> What is asked:
From the line containing "Spot the purple flower" through the last line of the entries, output the text exactly. Pictures stay out.

> Image point annotation entries:

## start

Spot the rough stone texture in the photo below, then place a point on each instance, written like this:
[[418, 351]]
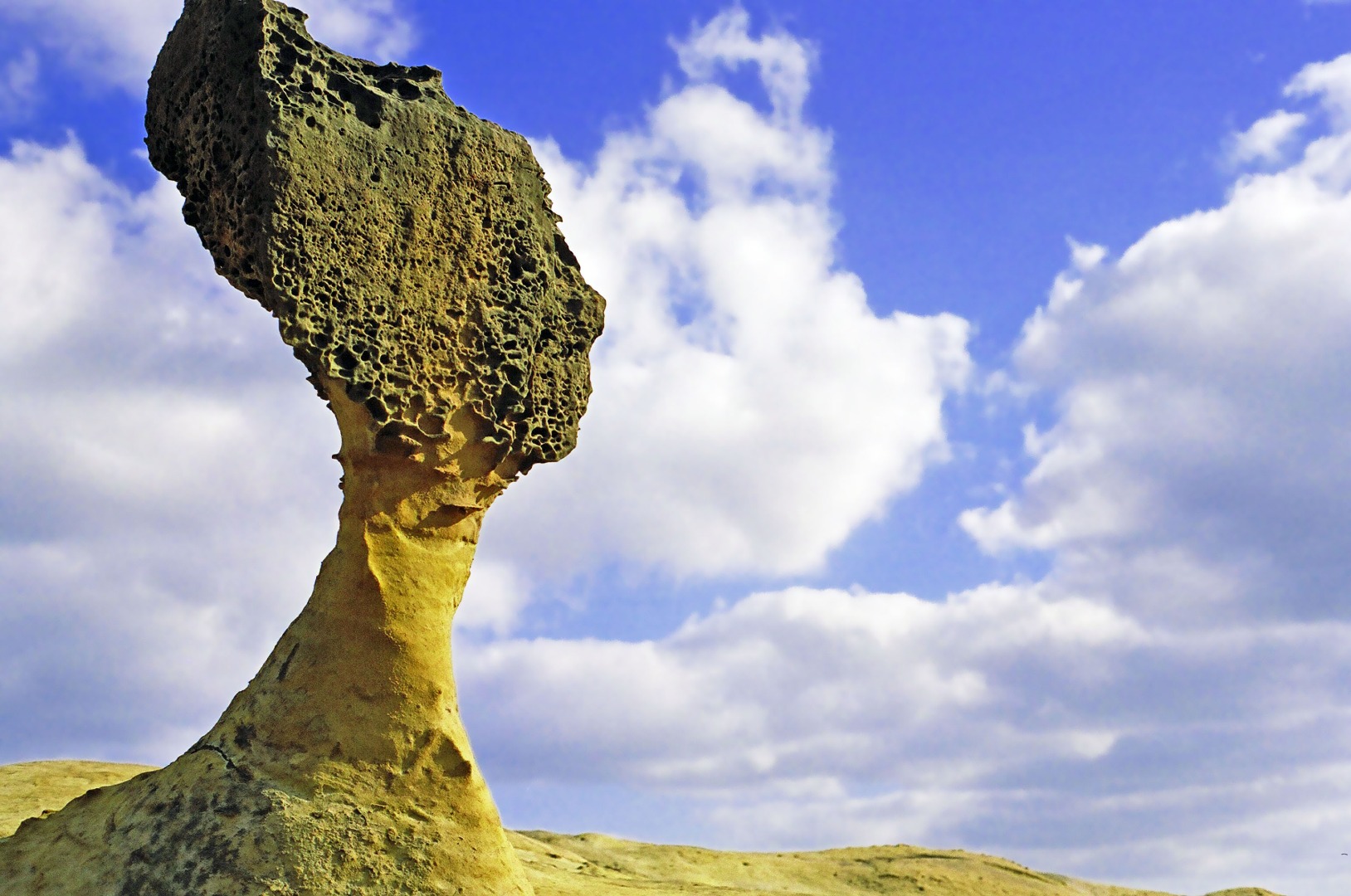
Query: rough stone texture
[[413, 265]]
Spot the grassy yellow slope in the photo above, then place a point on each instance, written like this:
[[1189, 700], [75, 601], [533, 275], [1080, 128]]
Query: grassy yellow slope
[[599, 865]]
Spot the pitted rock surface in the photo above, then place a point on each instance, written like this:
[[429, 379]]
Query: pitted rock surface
[[411, 257], [406, 246]]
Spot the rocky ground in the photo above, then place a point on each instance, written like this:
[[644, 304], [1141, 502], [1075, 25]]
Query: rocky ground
[[599, 865]]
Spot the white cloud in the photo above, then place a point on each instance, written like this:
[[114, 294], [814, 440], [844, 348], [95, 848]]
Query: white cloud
[[167, 502], [1329, 83], [1194, 477], [19, 84], [1166, 709], [116, 41], [1012, 719], [1202, 419], [1266, 139], [750, 408]]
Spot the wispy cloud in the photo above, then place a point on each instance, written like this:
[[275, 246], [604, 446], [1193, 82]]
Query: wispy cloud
[[750, 408], [19, 90]]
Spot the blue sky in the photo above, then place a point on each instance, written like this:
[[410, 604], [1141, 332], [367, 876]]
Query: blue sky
[[966, 464]]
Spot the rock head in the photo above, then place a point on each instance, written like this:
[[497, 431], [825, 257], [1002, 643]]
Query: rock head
[[413, 264]]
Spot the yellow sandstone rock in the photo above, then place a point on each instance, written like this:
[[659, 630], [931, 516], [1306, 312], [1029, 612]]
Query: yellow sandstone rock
[[599, 865], [413, 264]]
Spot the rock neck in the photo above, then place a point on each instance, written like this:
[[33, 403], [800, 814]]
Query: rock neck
[[363, 677]]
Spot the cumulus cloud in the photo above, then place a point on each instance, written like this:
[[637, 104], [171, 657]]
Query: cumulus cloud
[[1011, 718], [750, 408], [165, 498], [1202, 436], [1194, 477], [1266, 139], [116, 41], [1166, 709]]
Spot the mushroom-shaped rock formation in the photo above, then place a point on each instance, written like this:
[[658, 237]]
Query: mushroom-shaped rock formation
[[412, 260]]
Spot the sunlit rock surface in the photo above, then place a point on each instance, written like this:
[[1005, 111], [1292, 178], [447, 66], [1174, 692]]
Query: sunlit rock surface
[[599, 865], [412, 261]]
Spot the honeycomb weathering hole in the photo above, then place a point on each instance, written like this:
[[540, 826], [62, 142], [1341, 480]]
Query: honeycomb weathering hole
[[413, 264]]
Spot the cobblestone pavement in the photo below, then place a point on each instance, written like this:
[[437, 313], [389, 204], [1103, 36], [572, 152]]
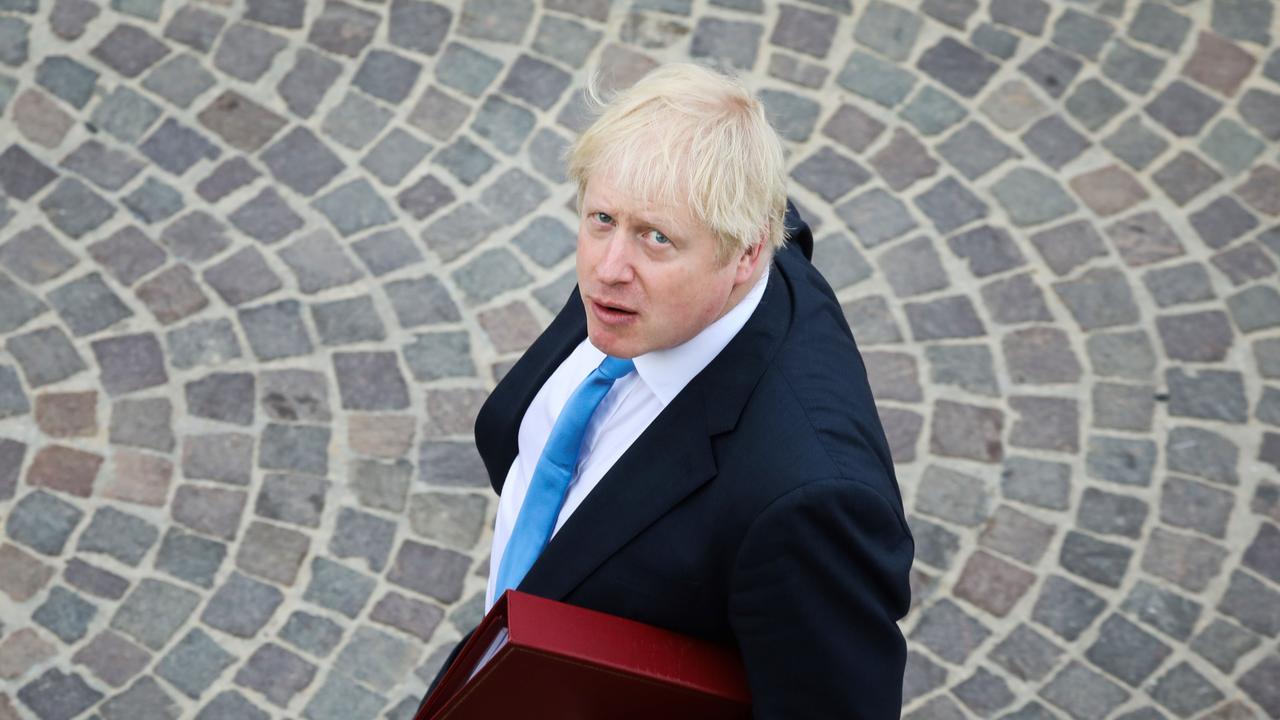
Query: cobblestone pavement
[[261, 260]]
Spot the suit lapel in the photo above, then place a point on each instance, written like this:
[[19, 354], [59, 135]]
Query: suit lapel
[[670, 460], [498, 422]]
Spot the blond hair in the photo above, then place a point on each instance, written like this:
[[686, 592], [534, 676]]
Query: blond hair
[[689, 135]]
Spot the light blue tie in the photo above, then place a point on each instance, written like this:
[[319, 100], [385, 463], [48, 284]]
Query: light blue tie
[[553, 473]]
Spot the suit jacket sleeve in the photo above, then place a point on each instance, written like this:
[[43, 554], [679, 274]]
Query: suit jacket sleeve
[[817, 588]]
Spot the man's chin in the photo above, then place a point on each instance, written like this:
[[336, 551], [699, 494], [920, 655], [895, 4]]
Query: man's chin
[[612, 343]]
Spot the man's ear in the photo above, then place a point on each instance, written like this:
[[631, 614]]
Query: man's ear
[[748, 261]]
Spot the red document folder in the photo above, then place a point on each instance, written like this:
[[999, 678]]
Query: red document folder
[[535, 657]]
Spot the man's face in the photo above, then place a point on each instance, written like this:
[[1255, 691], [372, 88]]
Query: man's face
[[649, 276]]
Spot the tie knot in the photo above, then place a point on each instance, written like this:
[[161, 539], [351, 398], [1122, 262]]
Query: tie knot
[[615, 368]]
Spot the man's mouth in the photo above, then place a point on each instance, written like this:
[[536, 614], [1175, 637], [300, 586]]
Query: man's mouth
[[615, 306], [612, 313]]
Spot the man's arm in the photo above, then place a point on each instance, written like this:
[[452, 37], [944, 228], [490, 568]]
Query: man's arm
[[817, 588]]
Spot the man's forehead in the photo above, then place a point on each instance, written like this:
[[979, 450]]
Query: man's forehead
[[636, 201]]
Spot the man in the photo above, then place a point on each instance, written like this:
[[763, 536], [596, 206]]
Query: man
[[691, 443]]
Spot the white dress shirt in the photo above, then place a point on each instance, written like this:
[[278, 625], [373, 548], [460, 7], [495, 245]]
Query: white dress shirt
[[631, 404]]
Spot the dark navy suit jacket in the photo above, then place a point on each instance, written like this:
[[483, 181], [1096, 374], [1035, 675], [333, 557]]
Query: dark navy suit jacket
[[759, 509]]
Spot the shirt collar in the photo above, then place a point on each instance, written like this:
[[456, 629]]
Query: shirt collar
[[667, 372]]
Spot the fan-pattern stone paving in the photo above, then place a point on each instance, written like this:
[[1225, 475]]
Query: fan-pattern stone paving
[[260, 261]]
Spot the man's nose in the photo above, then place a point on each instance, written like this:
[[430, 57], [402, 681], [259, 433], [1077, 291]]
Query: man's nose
[[615, 265]]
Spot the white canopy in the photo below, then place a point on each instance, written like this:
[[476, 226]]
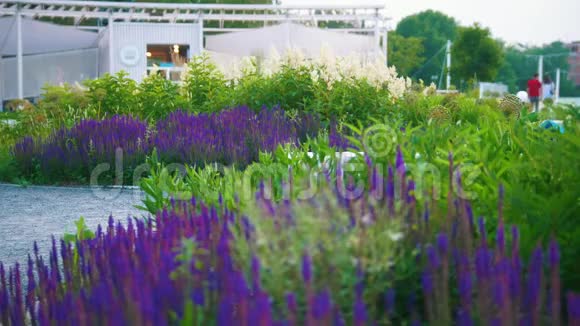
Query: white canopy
[[259, 42], [40, 37]]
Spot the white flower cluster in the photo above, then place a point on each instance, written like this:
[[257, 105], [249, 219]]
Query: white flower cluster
[[326, 68]]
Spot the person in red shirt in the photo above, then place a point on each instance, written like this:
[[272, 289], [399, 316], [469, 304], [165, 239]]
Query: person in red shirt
[[534, 91]]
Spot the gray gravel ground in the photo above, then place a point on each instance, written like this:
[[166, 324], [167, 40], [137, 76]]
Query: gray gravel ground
[[36, 213]]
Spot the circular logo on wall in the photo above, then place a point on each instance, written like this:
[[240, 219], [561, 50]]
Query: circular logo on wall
[[130, 55]]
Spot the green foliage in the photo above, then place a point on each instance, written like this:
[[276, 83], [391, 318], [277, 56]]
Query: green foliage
[[476, 55], [520, 64], [434, 29], [405, 53], [157, 97], [203, 85], [82, 232], [113, 94]]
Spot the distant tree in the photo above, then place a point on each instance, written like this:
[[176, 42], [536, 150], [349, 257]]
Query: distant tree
[[405, 53], [476, 55], [434, 29], [521, 62]]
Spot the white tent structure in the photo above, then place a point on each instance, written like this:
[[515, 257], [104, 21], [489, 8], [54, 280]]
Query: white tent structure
[[309, 40], [33, 53], [51, 54]]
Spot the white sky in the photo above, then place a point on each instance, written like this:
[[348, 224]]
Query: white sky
[[516, 21]]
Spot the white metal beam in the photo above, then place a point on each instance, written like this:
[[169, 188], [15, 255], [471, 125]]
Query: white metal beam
[[19, 54]]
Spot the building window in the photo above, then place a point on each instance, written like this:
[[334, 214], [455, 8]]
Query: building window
[[167, 59]]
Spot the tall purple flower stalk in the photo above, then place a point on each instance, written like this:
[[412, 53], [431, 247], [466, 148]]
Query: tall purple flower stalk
[[143, 272], [230, 137]]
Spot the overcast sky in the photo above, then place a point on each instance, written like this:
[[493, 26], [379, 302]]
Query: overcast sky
[[516, 21]]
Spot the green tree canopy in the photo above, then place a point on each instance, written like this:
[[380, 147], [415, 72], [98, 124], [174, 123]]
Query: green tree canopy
[[434, 29], [476, 55], [522, 62], [405, 53]]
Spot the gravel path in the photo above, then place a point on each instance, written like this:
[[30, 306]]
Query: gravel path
[[36, 213]]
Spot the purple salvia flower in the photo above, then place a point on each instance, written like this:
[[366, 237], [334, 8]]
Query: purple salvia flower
[[501, 239], [427, 282], [306, 268], [554, 254], [573, 309], [443, 244], [360, 312], [481, 222], [256, 272], [390, 301], [433, 258], [292, 307], [322, 305]]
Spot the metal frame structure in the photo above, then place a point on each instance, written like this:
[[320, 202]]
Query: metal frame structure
[[368, 19]]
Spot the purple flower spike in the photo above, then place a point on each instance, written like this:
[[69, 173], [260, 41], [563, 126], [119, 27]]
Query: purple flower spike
[[427, 282], [443, 244], [554, 253], [360, 313], [256, 272], [432, 258], [306, 268], [501, 239], [291, 302], [390, 301], [573, 308], [400, 161]]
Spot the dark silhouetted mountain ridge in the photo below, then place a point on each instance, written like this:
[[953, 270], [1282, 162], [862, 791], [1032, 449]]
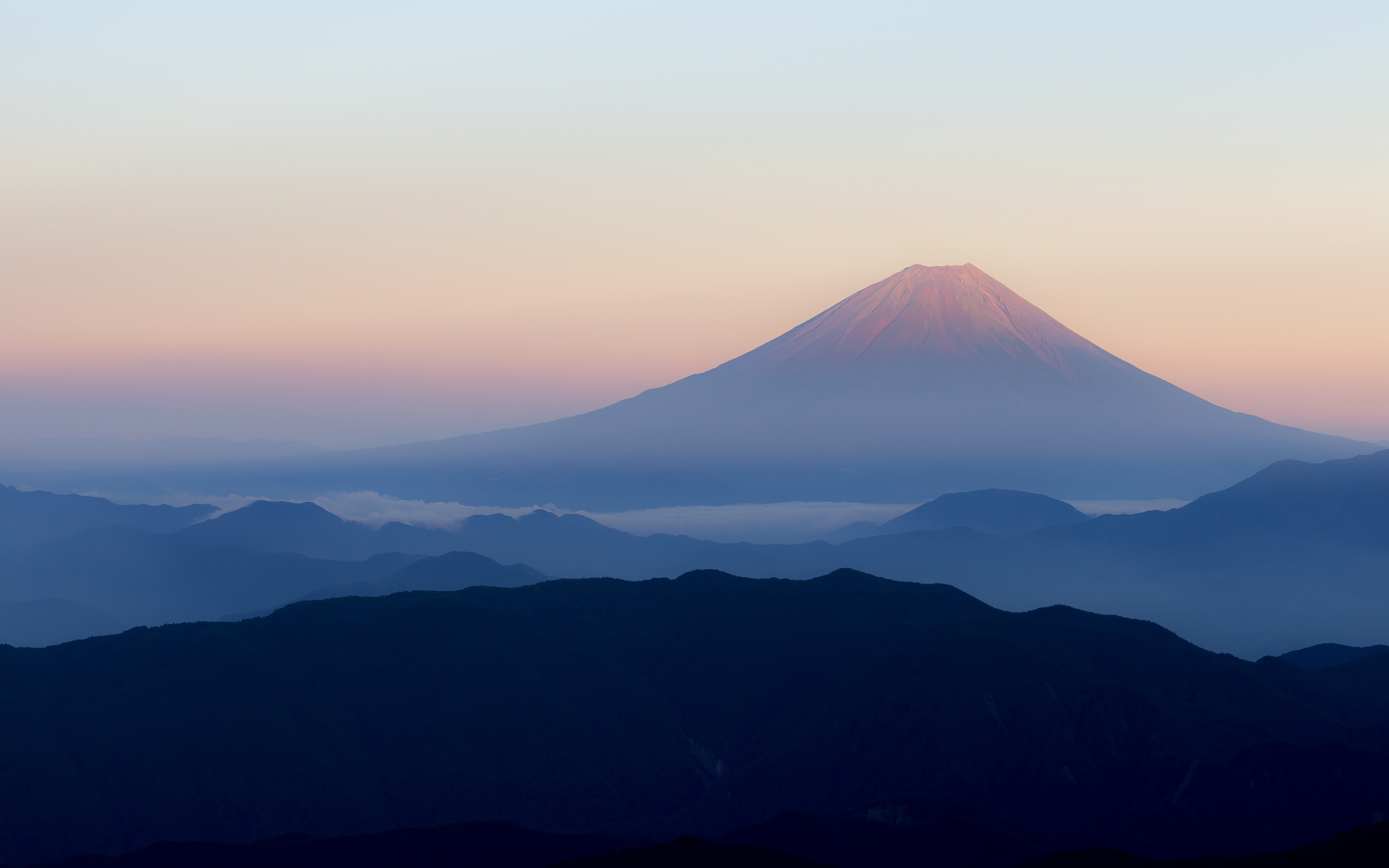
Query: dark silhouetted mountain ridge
[[700, 705]]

## end

> Solution below:
Spot the purple flower spike in the photo above, then place a point on each instance, written like this:
[[69, 173], [260, 41], [563, 126], [119, 27]]
Query: purple flower spike
[[427, 282], [443, 244], [554, 253], [360, 313], [256, 272], [432, 258], [306, 268], [501, 239], [291, 302], [390, 301], [573, 308], [400, 161]]
Spot the dark silhouetted mountain ridge in the photo below, then place a point on each instance, written like this:
[[953, 270], [1282, 162], [862, 791], [1032, 449]]
Query: dark silhouetted mountain ridge
[[700, 705]]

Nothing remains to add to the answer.